▶ DOCUMENT SEGMENT
● ● ●

Life has many different chapters, don’t let one bad one ruin the book.

Life has many different chapters, don’t let one bad one ruin the book.

Given all of the different permutations to come along in life, it’s very easy to get to a point where one of them does not go the way you would expect. Some might actually be so far off course as to leave us feeling as if it has become unrecoverable.

Some of the greatest teachers that I have encountered in life are the ones who were fully aware and were therefore ready and willing to try to go beyond that which had caused them so much pain and despair.

What I have found most interesting from this particular mindset is the unflinching desire to have great life experiences regardless of any setback that has befallen them.

The resilience and determination that you are able to witness in a person of this caliber is not only infectious, but it is truly inspiring. 

There are so many in history to look at. There is the Olympian who loses during the Olympics through the tiniest of mistakes and still pulls it together to triumph in the next competition. Or you can look at Steve Jobs being thrown out of Apple after revolutionizing the entire world with the PC. Or the person who is diagnosed with a terminal disease and puts the rest of their life towards the service of humanity.

A life that is worth living requires taking all sorts of chances and, a chance by definition, is exactly that. It comes with the risk of failure. Most are willing to take small chances, but very few are willing or capable of taking the big ones, the ones that bring extreme failure.

● ● ●

Please print the passage from the essay on not letting one bad chapter ruin the book, starting at "Given all of" and ending at "has befallen them.", with the wording unchanged. The items that follow were drawn from a separate source.

Entries taken from a collection
● ● ●

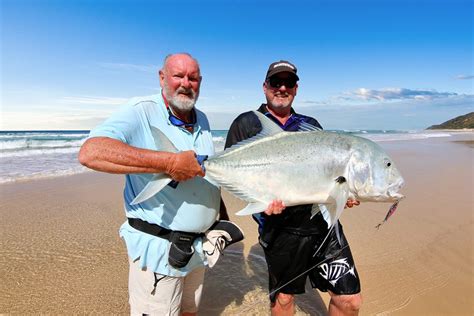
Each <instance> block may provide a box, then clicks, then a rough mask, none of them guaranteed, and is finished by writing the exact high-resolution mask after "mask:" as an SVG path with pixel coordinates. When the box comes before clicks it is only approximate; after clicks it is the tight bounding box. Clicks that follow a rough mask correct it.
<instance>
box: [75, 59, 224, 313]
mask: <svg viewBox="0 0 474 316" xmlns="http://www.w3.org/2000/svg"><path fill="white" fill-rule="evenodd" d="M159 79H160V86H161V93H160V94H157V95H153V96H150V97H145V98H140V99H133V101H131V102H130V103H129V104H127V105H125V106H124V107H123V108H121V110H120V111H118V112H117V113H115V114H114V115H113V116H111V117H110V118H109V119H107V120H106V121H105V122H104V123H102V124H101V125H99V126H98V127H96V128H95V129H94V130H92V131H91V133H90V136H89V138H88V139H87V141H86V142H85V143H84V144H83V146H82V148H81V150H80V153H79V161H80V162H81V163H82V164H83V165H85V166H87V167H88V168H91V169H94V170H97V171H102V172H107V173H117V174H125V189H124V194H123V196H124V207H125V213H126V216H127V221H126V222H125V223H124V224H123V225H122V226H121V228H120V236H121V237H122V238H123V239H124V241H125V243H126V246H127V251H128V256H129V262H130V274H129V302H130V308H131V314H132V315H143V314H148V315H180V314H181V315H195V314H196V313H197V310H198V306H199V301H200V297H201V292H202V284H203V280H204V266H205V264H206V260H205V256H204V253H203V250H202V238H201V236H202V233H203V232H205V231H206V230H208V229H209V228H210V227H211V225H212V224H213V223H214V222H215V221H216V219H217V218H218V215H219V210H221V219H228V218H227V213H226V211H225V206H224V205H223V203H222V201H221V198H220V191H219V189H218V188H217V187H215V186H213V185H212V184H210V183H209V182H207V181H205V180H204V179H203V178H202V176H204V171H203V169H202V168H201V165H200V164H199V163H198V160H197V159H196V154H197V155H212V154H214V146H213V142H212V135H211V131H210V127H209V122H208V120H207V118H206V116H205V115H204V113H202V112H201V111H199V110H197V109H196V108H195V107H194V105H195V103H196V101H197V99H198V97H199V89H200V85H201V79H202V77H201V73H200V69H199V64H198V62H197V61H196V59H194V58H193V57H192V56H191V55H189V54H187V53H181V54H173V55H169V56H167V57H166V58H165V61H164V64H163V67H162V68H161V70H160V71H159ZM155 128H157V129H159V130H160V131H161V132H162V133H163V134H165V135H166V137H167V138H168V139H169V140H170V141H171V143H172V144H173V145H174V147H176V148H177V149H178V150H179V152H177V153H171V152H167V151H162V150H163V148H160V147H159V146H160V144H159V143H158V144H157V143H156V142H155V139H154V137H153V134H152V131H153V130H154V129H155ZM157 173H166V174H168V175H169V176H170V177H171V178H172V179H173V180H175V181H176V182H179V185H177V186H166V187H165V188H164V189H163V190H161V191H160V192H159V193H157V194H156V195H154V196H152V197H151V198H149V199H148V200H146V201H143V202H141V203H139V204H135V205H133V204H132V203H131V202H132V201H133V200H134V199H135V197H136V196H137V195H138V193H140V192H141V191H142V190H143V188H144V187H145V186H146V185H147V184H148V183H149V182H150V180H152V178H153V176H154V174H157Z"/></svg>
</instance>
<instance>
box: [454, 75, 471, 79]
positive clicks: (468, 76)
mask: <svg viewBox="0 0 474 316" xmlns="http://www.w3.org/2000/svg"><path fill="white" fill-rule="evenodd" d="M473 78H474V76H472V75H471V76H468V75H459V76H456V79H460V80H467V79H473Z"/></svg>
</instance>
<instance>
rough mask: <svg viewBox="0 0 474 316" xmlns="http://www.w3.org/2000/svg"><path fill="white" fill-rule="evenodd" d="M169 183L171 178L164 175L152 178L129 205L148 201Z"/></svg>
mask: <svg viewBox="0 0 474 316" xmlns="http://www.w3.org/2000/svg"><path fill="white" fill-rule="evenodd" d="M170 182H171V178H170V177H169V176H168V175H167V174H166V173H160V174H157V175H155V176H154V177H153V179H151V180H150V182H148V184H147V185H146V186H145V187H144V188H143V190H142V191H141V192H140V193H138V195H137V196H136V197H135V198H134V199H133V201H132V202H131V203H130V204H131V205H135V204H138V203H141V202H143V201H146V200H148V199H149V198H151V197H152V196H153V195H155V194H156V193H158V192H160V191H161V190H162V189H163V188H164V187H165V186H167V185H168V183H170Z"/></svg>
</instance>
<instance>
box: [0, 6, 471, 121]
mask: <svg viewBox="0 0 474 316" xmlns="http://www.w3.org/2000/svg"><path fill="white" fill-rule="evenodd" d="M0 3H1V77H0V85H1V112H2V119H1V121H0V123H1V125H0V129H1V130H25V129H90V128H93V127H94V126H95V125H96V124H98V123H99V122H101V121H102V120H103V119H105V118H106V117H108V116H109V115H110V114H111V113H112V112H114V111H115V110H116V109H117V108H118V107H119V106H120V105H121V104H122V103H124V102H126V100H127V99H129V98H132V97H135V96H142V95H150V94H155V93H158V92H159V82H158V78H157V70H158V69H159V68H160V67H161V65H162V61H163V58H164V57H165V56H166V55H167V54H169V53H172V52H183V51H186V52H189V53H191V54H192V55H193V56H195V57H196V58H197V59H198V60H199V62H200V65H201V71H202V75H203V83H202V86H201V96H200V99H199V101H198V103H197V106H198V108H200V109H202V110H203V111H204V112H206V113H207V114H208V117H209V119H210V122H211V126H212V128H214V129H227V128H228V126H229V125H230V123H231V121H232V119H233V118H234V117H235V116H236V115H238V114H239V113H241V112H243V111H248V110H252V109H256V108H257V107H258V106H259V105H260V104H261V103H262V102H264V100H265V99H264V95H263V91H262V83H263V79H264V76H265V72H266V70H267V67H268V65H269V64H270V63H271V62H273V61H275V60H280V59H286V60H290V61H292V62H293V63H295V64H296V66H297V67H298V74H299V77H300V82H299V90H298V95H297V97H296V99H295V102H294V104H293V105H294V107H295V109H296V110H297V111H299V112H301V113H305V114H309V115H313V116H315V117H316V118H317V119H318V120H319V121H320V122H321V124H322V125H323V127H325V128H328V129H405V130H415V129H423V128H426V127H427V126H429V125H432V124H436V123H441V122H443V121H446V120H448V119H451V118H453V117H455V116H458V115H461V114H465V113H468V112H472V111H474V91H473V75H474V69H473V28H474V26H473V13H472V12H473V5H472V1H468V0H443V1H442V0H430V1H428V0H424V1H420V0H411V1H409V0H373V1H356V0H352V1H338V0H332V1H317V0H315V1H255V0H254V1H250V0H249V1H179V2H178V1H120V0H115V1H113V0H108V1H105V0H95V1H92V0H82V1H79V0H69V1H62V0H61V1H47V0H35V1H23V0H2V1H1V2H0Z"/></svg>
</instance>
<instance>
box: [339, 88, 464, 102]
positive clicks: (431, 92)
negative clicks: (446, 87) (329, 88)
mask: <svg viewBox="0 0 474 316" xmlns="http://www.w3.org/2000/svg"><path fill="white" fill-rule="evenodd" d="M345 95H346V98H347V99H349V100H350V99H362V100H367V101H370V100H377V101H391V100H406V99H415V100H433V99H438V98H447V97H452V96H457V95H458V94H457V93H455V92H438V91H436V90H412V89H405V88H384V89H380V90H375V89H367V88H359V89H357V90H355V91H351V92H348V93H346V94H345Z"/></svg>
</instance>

● ● ●

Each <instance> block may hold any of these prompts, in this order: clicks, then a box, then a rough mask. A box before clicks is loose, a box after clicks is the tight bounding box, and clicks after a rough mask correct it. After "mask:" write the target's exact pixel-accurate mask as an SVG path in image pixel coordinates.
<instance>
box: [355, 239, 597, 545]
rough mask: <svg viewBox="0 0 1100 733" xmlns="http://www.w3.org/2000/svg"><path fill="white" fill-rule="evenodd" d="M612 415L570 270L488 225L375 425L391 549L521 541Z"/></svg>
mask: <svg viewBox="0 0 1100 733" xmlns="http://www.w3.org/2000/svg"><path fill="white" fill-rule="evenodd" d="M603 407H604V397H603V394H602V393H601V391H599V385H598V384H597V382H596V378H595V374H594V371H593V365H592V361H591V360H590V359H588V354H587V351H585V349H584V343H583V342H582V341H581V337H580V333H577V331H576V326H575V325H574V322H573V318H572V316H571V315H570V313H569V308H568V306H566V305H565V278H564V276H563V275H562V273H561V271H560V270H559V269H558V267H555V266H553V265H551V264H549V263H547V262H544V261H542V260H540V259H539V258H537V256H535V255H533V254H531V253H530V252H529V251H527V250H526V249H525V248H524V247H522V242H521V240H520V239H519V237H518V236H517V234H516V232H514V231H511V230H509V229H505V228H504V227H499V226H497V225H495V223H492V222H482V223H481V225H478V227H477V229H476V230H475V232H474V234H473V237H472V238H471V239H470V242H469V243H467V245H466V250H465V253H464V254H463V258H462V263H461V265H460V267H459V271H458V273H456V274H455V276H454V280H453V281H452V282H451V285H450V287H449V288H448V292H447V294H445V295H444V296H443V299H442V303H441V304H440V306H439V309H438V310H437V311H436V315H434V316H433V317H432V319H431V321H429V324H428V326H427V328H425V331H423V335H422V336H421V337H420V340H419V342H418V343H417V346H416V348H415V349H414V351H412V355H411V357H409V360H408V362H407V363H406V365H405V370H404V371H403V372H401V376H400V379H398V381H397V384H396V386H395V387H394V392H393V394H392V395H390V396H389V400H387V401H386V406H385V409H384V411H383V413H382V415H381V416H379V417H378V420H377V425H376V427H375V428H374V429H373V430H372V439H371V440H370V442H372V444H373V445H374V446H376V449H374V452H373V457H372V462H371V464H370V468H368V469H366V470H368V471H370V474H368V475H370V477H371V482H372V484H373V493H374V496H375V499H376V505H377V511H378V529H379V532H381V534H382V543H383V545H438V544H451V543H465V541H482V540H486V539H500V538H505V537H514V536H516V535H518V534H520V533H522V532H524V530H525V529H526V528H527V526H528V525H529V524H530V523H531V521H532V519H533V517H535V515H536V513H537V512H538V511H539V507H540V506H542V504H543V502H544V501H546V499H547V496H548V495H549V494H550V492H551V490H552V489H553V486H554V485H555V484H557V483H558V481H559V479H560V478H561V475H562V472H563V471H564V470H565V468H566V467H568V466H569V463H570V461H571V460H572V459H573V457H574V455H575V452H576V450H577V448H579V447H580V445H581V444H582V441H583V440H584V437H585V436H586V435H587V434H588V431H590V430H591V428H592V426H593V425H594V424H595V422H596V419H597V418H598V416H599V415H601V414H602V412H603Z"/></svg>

● ● ●

▶ SOLUTION TO THIS EXERCISE
Given all of the different permutations to come along in life, it’s very easy to get to a point where one of them does not go the way you would expect. Some might actually be so far off course as to leave us feeling as if it has become unrecoverable.

Some of the greatest teachers that I have encountered in life are the ones who were fully aware and were therefore ready and willing to try to go beyond that which had caused them so much pain and despair.

What I have found most interesting from this particular mindset is the unflinching desire to have great life experiences regardless of any setback that has befallen them.